Rimonabant et effets indésirables inquiétants
Environ 40% des participants ont arrêté l’étude pour divers motifs avant la fin de l’année dans les 2 études. Ce taux d’abandon est fort important. Il est similaire dans tous les groupes des études.
16% des participants des groupes rimonabant 20 arrêtent pour effets indésirables dans les 2 études. Alors que 8 à 9% arrêtent pour ce motif dans les groupes placebo et dans les groupes rimonabant 5.
Ce qui nous préoccupe est le nombre de sortis des 2 études en raison de l’apparition d’une dépression. Le nombre d’arrêt pour dépression est plus important dans les groupes 20 mg (10/52 sortis de l’étude pour effets indésirables dans RIO-Lipids et 22/87 dans RIO-Europe study) que dans les groupes 5 mg et dans les groupes placebo. Il s’agit du motif d’arrêt le plus fréquent parmi les effets indésirables, alors que les antécédents de dépression importante sont un critère d’exclusion pour participer à l’étude. Le deuxième motif d’abandon est l’anxiété. Dans RIO-Europe study 42/87 sorties d’étude pour effets indésirables le sont pour des problèmes psychiatriques.
Conclusion : méfions-nous de l’induction de problèmes psychiatriques.
Rimonabant et sevrage tabagique
La molécule est également proposée dans le sevrage tabagique. Cet aspect n’est pas abordé dans ces études : les fumeurs enrôlés qui arrêtent de fumer durant l’étude sont exclus en raison du risque de prise de poids consécutif au sevrage tabagique. Aucun arrêt du tabac n’est mentionné dans les motifs d’arrêt de participation aux études.
Conflits d’intérêt
Les 2 études sont financées par la firme commercialisant la molécule et tous les auteurs mentionnent des conflits d’intérêt par rapport à cette firme.
Pour conclure : RIO-Lipids et RIO-Europe study
- Un effet significatif mais peu important sur la perte de poids.
- Un effet significatif mais peu important sur certains facteurs de risque cardiovasculaire.
- Pas d’effet démontré en termes de réduction de morbidité ou de mortalité.
- Des effets indésirables inquiétants : troubles psychiatriques, dépression et angoisse.
- Des conflits d’intérêts importants.
Rimonabant ? On attend !
Réf :
C. Moro, A Pathak. Le rimonabant tient-il ses promesses ? BIP 2005, 12(4), 18-22
Després JP, Golay A and Sjöström L for the Rimonabant in Obesity-Lipids Study Group. Effects of Rimonabant on Metabolic Risk Factors in overweight patients with dyslipidemia. N Engl J Med 2005 ;353:2121-34.

**DONNÉES FOURNIES**

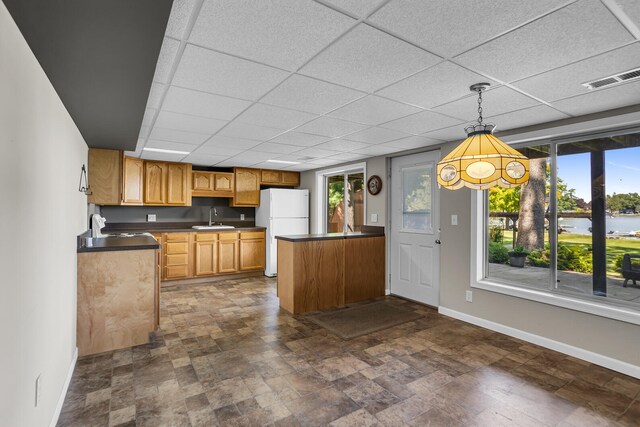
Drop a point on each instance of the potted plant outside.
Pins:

**TÂCHES ET EXERCICES**
A - Résumez en deux phrases l'extrait consacré au rimonabant.
B - Répondez aux questions suivantes à partir de l'extrait consacré au rimonabant :
(i) Quelle proportion des participants a arrêté l'étude avant la fin de l'année dans les deux études ?
(ii) Pour quelle raison les fumeurs enrôlés qui arrêtent de fumer durant l'étude sont-ils exclus ?
(iii) Dans RIO-Europe study, combien des 87 sorties d'étude pour effets indésirables le sont pour des problèmes psychiatriques ?

**RÉSULTATS ATTENDUS**
A - Dans RIO-Lipids et RIO-Europe study, deux études financées par la firme commercialisant la molécule, le rimonabant montre un effet significatif mais peu important sur la perte de poids et sur certains facteurs de risque cardiovasculaire, sans effet démontré sur la morbidité ou la mortalité. Les arrêts pour effets indésirables sont plus fréquents dans les groupes rimonabant 20 mg, la dépression et l'anxiété en étant les principaux motifs, d'où l'appel à se méfier de l'induction de problèmes psychiatriques.

B -
(i) Environ 40 % des participants.
(ii) En raison du risque de prise de poids consécutif au sevrage tabagique.
(iii) 42 sur 87.